2022.06.24

日本経済情報2022年6月号 経済見通し~個人消費主導の回復シナリオは変わらず

2022年1~3月期の成長率は2次速報で上方修正されたが、2四半期ぶりの前期比マイナス成長は変わらず、年初の景気は停滞。

3月以降、人出の回復は続くが「小売・娯楽施設」では緩慢な動き。「職場」は着実に改善しオフィスに人が戻る。外出の回復を受け、百貨店やコンビニ、レジャーや旅行関連の消費回復が顕著。一方で、供給不足により自動車や家電は不振。スーパーは巣籠り需要減や物価高が下押し。

輸出は全体で増勢を維持するも欧米向けに息切れ感。中国向けは下げ止まった程度。入国者数の上限引き上げによるインバウンド需要持ち直しに期待。設備投資は、先行指標に回復の動きあり持ち直し方向。
####
課題一覧:
A - 経済見通しの文章を、冒頭から末尾まで一字一句違えずに書き写してください。
B - 領域ラベリング用エントリーの全行を、一字一句そのまま引用してください。
この経済見通しの文章と各エントリーとの間には、内容上の関連はありません。

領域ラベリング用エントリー
####
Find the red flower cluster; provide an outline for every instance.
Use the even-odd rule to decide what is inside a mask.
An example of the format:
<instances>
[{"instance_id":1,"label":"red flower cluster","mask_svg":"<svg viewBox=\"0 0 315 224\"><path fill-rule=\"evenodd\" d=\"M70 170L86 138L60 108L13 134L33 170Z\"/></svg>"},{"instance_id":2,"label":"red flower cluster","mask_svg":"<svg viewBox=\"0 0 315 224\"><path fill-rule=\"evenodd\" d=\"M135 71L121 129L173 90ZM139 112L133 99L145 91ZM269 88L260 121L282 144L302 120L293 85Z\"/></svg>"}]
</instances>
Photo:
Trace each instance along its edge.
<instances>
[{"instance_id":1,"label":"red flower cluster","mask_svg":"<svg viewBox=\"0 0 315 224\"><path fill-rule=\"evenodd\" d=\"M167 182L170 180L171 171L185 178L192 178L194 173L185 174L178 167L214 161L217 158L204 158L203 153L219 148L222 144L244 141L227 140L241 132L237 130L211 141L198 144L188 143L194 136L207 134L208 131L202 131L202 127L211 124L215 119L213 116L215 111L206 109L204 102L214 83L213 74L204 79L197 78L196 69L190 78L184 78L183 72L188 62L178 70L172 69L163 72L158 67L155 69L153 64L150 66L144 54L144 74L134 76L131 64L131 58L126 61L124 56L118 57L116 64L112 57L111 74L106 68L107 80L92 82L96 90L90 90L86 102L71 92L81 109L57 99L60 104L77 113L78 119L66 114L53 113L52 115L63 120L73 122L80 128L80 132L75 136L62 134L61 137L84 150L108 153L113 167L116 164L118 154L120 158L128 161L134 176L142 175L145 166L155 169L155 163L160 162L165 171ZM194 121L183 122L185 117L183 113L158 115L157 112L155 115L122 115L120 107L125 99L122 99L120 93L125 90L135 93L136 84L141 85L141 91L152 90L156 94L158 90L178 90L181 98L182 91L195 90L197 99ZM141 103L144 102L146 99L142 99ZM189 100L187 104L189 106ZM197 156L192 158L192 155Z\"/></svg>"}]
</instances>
####
解答一覧:
A -
2022.06.24

日本経済情報2022年6月号 経済見通し~個人消費主導の回復シナリオは変わらず

2022年1~3月期の成長率は2次速報で上方修正されたが、2四半期ぶりの前期比マイナス成長は変わらず、年初の景気は停滞。

3月以降、人出の回復は続くが「小売・娯楽施設」では緩慢な動き。「職場」は着実に改善しオフィスに人が戻る。外出の回復を受け、百貨店やコンビニ、レジャーや旅行関連の消費回復が顕著。一方で、供給不足により自動車や家電は不振。スーパーは巣籠り需要減や物価高が下押し。

輸出は全体で増勢を維持するも欧米向けに息切れ感。中国向けは下げ止まった程度。入国者数の上限引き上げによるインバウンド需要持ち直しに期待。設備投資は、先行指標に回復の動きあり持ち直し方向。

B -
Find the red flower cluster; provide an outline for every instance.
Use the even-odd rule to decide what is inside a mask.
An example of the format:
<instances>
[{"instance_id":1,"label":"red flower cluster","mask_svg":"<svg viewBox=\"0 0 315 224\"><path fill-rule=\"evenodd\" d=\"M70 170L86 138L60 108L13 134L33 170Z\"/></svg>"},{"instance_id":2,"label":"red flower cluster","mask_svg":"<svg viewBox=\"0 0 315 224\"><path fill-rule=\"evenodd\" d=\"M135 71L121 129L173 90ZM139 112L133 99L145 91ZM269 88L260 121L282 144L302 120L293 85Z\"/></svg>"}]
</instances>
Photo:
Trace each instance along its edge.
<instances>
[{"instance_id":1,"label":"red flower cluster","mask_svg":"<svg viewBox=\"0 0 315 224\"><path fill-rule=\"evenodd\" d=\"M167 182L170 180L171 171L185 178L192 178L194 173L185 174L178 167L214 161L217 158L204 158L203 153L219 148L222 144L244 141L227 140L241 132L237 130L211 141L198 144L188 143L194 136L207 134L208 131L202 131L202 127L211 124L215 119L213 116L215 111L206 109L204 102L214 83L213 74L204 79L197 78L196 69L190 78L184 78L183 72L188 62L178 70L172 69L163 72L158 67L155 69L153 64L150 66L144 54L144 74L134 76L131 64L131 58L126 61L124 56L118 57L116 64L112 57L111 74L106 68L107 80L92 82L96 90L90 90L86 102L71 92L81 109L57 99L60 104L77 113L78 119L66 114L53 113L52 115L63 120L73 122L80 128L80 132L75 136L62 134L61 137L84 150L108 153L113 167L116 164L118 154L120 158L128 161L134 176L142 175L145 166L155 169L155 163L160 162L165 171ZM194 121L183 122L185 117L183 113L158 115L157 112L155 115L122 115L120 107L125 99L122 99L120 93L125 90L135 93L136 84L141 85L141 91L152 90L156 94L158 90L178 90L181 98L182 91L195 90L197 99ZM141 103L144 102L146 99L142 99ZM189 100L187 104L189 106ZM197 156L192 158L192 155Z\"/></svg>"}]
</instances>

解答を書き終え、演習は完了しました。